§ 確認用の本文:
********

広義の社会保険である健康保険、介護保険、厚生年金保険、雇用保険、労災保険のうち、後二者は手続き上、労働保険として扱うとわかりやすいため、ここで社員の退社手続きとして説明する社会保険は、健康保険、介護保険、厚生年金保険を対象とします。

ただし、介護保険は健康保険と一体化していますので、具体的には、社員が退社する場合の社会保険については、健康保険と厚生年金保険の手続きをすればよいのです。また、これら両保険はいっしょに手続きを行います。事業所によって健康保険組合に加入している場合には健康保険のみ組合に届ければ結構です。

1. 具体的には何をするの?

社会保険に関する具体的な退社手続きとしては、資格喪失日から5日以内に「健康保険厚生年金 被保険者資格喪失届」を提出します。これには退職者から回収した健康保険証の添付が必要です。提出する先は所轄の年金事務所です。

「健康保険厚生年金 被保険者資格喪失届」の用紙には、マイナンバー制度の導入によって、当該退職者の個人番号と御社の法人番号の記載欄が増設されていますので、その記入も必要です。
また、退職者が70歳以上で健康保険被保険者であった場合には、「厚生年金保険70歳以上被用者 該当・不該当届」も同時に提出する必要がありますので注意が必要です。

(1)資格喪失ってどんな意味?

********

§ データ抜粋:

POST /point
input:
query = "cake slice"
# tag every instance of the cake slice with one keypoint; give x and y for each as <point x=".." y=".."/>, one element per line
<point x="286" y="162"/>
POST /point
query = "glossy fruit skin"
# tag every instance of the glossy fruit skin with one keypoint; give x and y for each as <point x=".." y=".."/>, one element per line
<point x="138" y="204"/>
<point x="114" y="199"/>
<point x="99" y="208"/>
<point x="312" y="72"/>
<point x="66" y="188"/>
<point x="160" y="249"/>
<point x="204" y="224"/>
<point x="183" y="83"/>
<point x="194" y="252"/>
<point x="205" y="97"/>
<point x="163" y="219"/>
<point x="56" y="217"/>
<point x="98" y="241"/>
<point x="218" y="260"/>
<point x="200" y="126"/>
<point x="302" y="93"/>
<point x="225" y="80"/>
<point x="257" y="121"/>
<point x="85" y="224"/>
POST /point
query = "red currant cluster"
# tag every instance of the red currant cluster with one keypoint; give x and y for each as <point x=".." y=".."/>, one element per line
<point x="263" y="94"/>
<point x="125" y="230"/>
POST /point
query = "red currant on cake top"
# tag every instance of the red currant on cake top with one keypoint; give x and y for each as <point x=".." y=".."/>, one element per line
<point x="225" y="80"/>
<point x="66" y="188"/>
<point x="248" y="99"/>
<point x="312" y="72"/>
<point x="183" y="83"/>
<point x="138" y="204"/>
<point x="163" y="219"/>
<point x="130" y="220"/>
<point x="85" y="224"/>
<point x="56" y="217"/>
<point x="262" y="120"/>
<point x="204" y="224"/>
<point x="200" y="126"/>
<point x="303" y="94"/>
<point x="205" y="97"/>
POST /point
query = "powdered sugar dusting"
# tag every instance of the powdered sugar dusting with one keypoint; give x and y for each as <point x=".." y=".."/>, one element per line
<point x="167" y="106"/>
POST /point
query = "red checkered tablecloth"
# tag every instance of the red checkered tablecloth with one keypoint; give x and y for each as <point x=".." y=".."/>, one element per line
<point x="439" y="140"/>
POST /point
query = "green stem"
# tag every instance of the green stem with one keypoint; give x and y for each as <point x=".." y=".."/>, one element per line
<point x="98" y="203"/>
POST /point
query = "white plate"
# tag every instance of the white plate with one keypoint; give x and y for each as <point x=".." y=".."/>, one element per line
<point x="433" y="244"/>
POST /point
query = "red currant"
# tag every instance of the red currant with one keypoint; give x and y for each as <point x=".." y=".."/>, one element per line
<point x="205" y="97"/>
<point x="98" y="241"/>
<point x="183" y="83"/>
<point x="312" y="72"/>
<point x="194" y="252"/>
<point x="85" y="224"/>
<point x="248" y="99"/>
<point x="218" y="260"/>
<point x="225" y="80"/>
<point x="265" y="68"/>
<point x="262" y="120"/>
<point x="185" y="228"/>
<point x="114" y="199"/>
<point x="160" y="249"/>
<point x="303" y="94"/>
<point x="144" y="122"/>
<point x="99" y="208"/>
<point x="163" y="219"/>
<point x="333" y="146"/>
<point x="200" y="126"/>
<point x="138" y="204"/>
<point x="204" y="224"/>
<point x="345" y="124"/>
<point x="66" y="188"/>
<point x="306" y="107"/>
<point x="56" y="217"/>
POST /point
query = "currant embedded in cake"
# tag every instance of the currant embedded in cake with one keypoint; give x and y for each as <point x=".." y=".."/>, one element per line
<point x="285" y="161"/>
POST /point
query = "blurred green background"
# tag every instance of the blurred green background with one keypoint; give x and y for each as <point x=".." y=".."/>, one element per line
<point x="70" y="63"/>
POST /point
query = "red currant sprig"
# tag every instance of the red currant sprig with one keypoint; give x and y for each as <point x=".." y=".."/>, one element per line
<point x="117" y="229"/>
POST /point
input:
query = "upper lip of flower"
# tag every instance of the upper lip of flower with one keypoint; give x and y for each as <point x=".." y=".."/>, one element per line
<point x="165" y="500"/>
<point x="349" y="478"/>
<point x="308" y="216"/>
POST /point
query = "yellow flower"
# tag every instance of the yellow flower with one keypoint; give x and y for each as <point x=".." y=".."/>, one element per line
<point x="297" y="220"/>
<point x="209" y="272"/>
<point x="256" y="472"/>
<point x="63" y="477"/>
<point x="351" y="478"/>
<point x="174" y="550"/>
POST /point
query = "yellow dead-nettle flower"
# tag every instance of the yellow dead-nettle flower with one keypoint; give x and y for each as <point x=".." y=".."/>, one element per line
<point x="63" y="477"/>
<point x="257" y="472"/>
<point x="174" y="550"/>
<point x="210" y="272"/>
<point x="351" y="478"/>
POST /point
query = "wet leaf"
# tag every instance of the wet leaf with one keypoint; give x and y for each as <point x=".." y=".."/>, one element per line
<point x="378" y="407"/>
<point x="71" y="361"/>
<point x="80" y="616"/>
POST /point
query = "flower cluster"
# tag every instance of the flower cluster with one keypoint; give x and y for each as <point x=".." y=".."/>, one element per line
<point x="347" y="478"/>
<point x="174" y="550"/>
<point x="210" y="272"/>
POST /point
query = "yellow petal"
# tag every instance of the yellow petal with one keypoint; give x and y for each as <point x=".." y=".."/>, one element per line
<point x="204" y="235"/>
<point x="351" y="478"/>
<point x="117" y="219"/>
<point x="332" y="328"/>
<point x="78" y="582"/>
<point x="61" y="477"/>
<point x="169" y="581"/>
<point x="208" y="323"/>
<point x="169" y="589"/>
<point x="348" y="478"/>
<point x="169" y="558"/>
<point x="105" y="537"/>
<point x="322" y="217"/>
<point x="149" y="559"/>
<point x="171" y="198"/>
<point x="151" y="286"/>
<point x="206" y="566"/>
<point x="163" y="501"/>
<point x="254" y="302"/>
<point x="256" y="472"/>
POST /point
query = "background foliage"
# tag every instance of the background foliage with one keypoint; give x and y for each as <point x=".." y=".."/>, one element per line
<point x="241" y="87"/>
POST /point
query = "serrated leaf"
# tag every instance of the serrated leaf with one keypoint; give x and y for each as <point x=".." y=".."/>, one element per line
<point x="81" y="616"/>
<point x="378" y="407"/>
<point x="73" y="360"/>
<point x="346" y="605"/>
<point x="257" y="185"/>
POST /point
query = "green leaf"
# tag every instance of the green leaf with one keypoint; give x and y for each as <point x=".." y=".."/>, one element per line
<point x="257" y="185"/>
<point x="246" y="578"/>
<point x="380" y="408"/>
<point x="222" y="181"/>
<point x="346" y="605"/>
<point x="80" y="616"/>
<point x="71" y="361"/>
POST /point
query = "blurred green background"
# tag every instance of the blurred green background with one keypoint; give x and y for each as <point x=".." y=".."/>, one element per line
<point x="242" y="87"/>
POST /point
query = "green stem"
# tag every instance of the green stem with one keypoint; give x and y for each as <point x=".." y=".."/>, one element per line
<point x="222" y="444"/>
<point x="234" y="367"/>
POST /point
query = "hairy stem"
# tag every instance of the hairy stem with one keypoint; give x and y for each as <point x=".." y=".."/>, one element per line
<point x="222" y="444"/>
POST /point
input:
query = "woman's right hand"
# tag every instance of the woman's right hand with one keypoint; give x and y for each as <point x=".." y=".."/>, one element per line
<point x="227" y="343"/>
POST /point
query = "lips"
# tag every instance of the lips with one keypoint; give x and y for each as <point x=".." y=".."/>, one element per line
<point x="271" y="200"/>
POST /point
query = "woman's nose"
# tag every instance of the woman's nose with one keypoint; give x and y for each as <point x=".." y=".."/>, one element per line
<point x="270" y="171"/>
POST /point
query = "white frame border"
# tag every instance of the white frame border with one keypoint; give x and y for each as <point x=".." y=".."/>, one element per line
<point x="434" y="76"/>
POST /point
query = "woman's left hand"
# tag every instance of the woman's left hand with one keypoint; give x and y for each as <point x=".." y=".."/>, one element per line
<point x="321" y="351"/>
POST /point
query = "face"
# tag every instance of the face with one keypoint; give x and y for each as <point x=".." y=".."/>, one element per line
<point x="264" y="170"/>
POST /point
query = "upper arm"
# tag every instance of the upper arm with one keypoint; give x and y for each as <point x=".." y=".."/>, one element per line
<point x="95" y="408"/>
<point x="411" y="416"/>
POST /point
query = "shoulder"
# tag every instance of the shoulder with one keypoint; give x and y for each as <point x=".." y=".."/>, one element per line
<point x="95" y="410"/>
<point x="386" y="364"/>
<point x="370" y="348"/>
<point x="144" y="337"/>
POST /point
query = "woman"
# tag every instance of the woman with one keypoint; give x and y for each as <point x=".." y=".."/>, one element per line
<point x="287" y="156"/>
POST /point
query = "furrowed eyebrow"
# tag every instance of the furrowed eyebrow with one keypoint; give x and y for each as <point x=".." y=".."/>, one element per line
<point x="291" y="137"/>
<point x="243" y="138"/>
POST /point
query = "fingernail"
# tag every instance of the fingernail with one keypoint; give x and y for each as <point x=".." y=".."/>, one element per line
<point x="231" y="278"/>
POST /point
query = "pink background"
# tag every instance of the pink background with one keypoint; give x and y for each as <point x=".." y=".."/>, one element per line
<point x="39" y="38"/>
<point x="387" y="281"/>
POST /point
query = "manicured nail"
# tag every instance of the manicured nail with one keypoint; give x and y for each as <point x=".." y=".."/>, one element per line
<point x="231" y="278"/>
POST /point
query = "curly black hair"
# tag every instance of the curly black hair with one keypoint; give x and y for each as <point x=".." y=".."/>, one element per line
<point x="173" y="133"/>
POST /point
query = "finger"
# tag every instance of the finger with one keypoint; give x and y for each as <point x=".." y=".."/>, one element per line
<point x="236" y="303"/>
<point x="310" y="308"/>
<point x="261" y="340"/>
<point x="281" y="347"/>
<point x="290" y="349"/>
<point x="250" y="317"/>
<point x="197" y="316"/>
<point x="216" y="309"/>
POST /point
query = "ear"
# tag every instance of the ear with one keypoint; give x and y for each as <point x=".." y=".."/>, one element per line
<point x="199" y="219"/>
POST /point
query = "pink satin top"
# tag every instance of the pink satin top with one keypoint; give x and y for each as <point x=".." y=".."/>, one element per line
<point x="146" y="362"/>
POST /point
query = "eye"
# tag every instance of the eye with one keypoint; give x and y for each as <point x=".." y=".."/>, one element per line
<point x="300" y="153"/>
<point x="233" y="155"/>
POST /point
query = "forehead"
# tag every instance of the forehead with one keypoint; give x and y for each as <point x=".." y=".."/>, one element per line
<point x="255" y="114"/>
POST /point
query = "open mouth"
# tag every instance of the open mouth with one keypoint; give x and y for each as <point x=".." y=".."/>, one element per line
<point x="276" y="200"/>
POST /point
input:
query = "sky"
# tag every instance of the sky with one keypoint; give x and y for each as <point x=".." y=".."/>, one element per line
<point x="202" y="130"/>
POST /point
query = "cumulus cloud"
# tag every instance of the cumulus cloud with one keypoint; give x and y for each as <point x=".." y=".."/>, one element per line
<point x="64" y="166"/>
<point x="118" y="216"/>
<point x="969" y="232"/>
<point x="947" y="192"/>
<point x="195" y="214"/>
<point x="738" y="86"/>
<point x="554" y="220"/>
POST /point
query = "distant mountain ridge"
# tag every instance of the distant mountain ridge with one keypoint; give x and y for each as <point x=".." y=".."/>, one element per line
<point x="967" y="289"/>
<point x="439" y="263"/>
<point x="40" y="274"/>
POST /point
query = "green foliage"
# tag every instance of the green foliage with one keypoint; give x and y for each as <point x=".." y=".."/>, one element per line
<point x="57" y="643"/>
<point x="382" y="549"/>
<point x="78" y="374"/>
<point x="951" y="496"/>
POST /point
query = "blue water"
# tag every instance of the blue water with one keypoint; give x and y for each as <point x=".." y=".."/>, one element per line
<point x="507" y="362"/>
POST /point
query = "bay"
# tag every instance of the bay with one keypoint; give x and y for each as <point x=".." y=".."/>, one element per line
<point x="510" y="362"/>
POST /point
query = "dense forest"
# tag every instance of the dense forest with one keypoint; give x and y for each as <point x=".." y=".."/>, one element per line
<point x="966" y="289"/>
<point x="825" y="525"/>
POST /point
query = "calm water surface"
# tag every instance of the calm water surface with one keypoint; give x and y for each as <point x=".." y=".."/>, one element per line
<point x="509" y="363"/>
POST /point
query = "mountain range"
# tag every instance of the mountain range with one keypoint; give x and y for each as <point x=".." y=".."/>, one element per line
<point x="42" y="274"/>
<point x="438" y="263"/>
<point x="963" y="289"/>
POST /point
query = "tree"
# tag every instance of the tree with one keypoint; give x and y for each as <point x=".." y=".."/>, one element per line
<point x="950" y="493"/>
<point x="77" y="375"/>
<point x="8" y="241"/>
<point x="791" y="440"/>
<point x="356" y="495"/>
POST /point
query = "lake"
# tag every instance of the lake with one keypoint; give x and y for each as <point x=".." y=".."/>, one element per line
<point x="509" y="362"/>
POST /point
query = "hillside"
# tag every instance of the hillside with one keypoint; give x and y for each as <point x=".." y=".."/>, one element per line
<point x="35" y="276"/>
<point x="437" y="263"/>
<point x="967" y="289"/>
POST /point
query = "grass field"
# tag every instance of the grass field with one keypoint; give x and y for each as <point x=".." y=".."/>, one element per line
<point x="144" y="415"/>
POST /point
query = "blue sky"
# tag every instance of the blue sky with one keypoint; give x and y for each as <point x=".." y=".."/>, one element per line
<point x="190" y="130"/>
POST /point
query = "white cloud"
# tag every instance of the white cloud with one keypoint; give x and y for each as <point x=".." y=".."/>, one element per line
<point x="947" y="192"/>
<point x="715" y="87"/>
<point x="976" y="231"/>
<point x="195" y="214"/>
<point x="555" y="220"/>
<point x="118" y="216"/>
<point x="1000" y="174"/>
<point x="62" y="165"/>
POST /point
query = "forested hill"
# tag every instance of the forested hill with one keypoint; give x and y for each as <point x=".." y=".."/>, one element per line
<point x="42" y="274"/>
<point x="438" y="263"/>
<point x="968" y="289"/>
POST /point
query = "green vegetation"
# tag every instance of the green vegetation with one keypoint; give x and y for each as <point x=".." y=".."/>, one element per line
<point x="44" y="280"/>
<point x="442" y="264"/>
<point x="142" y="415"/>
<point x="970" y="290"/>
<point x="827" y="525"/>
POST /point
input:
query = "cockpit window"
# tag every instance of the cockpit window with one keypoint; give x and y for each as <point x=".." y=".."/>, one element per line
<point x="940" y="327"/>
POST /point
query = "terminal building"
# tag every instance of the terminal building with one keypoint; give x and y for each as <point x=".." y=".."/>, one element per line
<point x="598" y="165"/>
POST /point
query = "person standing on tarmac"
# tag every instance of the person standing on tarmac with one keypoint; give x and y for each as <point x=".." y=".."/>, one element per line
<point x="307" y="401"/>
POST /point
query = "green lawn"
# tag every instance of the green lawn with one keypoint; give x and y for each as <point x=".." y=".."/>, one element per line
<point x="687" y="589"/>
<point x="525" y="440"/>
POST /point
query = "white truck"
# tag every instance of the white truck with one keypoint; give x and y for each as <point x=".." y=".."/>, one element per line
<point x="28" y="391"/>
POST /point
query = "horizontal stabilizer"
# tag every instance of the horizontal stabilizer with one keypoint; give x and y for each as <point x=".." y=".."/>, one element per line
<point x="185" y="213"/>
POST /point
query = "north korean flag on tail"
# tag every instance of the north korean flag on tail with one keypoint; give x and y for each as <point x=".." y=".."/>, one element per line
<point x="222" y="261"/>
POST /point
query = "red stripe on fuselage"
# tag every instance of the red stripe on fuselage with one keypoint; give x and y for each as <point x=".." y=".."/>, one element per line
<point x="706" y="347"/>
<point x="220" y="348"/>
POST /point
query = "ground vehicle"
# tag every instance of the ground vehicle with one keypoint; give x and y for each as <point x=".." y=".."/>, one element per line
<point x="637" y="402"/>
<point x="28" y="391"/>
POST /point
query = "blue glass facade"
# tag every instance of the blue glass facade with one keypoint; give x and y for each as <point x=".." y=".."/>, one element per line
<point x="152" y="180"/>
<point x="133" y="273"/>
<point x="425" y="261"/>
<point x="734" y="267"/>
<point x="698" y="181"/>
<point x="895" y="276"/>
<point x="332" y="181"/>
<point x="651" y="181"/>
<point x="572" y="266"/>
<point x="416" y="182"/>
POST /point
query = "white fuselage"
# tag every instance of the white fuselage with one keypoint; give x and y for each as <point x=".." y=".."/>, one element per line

********

§ 課題:
(1) 退社時の社会保険手続きについての本文によると、「健康保険厚生年金 被保険者資格喪失届」はどこに提出しますか。
(2) 退社時の社会保険手続きについての本文を、途切れたところから引き継いで書き進めてください。
これらのエントリは別の資料から取ったものです。

§ 課題の解答:
(1) 所轄の年金事務所です。

(2)
被保険者資格喪失届には、「資格喪失年月日」を記入する欄があります。この資格喪失とは、事実上雇用関係が終了したことを意味します。たとえば病気を理由に休職し、給与も止まった状態で、治療が長引きそうで退職の目途がたっていないような場合、また他の理由で復職の見込みがないような求職者の場合には、まだ雇用契約の途中であっても事実上雇用関係が終了しており、資格喪失となるのです。

(2)資格喪失日は間違いやすい

資格喪失日は退職した日だと誰もが考えますが、実際に届に記入する資格喪失日は違いますので、注意しましょう。この資格喪失の日付は、給与からの保険料控除額や、退職者が将来給付を受ける年金額などに影響しますので、ミスをできないところです。

退職の場合は御社と退職者の雇用関係が終了した翌日の日付です。退社理由が死亡の場合も死亡日の翌日が資格喪失日です。ちなみに、被保険者の適用除外者となったらそれも除外の翌日、会社の廃止の場合も廃止の翌日、また厚生年金保険については健康保険より早く適用除外となりますので70歳に達した日、具体的には70歳の誕生日の前日が資格喪失日です。

(3)月末の日に退職したら?

社会保険料は資格喪失した月の前月分までを納めるきまりです。たとえば退職者が3月31日に退職したら、(2)で説明した通り、この退職者の資格喪失日は翌日の4月1日になります。そうすると3月は資格を喪失していませんので、3月分の保険料の納付が必要です。そのため、月末退社の場合にのみ、通常通りの前月分の保険料に加えて当月分の保険料も控除してよいことになっています。

これに対して3月30日が退社日だったらどうでしょう。3月31日に資格を喪失するので、保険料は2月分まででよく、たった一日の違いで保険料は一か月分違ってくるのです。

2. 退職者には退職後の説明をしてあげましょう

退職者は、退職とともに社会保険の資格を失います。保険証は会社に返還し、これまで1割でよかった病院代も国民保険に入っても3割負担、そんな手続きを知らない場合には全額負担、つまり会社員だったときの10倍の医療費を負担することになってしまいます。実際には病院にいけば役所で国民健康保険に入ってきてください、とアドバイスしてくれるでしょうが、体調の悪いときに役所まで行くことから始めるというのでは大変です。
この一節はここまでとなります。